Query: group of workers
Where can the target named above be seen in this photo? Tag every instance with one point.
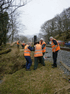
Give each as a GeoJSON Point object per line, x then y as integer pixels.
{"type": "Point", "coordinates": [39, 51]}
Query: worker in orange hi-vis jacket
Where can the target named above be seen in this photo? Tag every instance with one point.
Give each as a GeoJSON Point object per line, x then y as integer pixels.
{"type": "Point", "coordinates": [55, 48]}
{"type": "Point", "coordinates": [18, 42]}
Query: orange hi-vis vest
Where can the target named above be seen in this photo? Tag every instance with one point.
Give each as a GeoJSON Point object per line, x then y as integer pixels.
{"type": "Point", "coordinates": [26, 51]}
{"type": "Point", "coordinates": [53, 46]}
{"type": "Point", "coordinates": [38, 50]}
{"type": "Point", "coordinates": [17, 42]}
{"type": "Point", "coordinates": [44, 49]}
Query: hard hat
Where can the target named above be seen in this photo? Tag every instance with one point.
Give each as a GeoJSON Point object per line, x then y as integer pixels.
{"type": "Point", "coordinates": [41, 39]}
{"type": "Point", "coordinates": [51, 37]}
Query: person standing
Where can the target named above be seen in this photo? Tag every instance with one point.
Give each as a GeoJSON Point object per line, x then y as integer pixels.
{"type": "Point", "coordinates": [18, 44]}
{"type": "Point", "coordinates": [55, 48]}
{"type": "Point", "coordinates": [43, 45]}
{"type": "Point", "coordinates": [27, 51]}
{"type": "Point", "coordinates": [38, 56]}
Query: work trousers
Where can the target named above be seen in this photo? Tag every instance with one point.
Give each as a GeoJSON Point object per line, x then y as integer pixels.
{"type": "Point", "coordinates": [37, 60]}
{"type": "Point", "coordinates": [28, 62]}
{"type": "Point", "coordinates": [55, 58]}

+++++

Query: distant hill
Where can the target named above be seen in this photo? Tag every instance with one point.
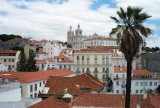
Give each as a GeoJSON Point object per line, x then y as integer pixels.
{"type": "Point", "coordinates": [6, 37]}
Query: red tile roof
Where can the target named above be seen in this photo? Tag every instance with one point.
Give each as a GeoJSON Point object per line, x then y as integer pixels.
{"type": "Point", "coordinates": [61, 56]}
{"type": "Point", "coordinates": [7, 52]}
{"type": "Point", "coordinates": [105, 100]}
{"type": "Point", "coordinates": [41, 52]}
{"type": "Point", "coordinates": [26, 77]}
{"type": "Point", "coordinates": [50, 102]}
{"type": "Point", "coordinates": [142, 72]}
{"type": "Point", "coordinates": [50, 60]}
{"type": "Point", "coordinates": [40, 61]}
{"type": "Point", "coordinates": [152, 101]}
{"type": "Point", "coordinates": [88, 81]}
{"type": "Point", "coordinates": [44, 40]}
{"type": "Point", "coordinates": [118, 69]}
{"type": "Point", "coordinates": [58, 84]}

+++++

:: WHAT THIS TASK INVOLVES ::
Out of the records above, return only the lines from the one with "Query: group of workers" through the one with "Query: work trousers", exactly, and none of the pictures.

:: EXERCISE ANSWER ::
Query: group of workers
Where can the target named above be seen in this photo? Tag every instance with one point.
Give each as a GeoJSON Point object per line, x then y as integer pixels.
{"type": "Point", "coordinates": [39, 51]}
Query: worker in orange hi-vis jacket
Where can the target named above be seen in this photo? Tag every instance with one point.
Give each as a GeoJSON Point object per line, x then y as integer pixels.
{"type": "Point", "coordinates": [55, 48]}
{"type": "Point", "coordinates": [18, 42]}
Query: orange hi-vis vest
Where can the target named above be seen in this photo? Tag every instance with one point.
Give each as a GeoJSON Point object per line, x then y as integer pixels.
{"type": "Point", "coordinates": [26, 51]}
{"type": "Point", "coordinates": [53, 46]}
{"type": "Point", "coordinates": [38, 50]}
{"type": "Point", "coordinates": [17, 42]}
{"type": "Point", "coordinates": [44, 49]}
Query: hard hat
Where can the target named above be seen in this photo? Tag every instance with one point.
Give each as a GeoJSON Point object per line, x then y as integer pixels.
{"type": "Point", "coordinates": [41, 39]}
{"type": "Point", "coordinates": [51, 37]}
Query: person standing
Where can the target named above be seen in this photo? Tag every instance with one point.
Give each as a GeoJSON Point object per line, x then y as integer pixels.
{"type": "Point", "coordinates": [18, 44]}
{"type": "Point", "coordinates": [55, 48]}
{"type": "Point", "coordinates": [43, 45]}
{"type": "Point", "coordinates": [27, 51]}
{"type": "Point", "coordinates": [38, 56]}
Query: work trousers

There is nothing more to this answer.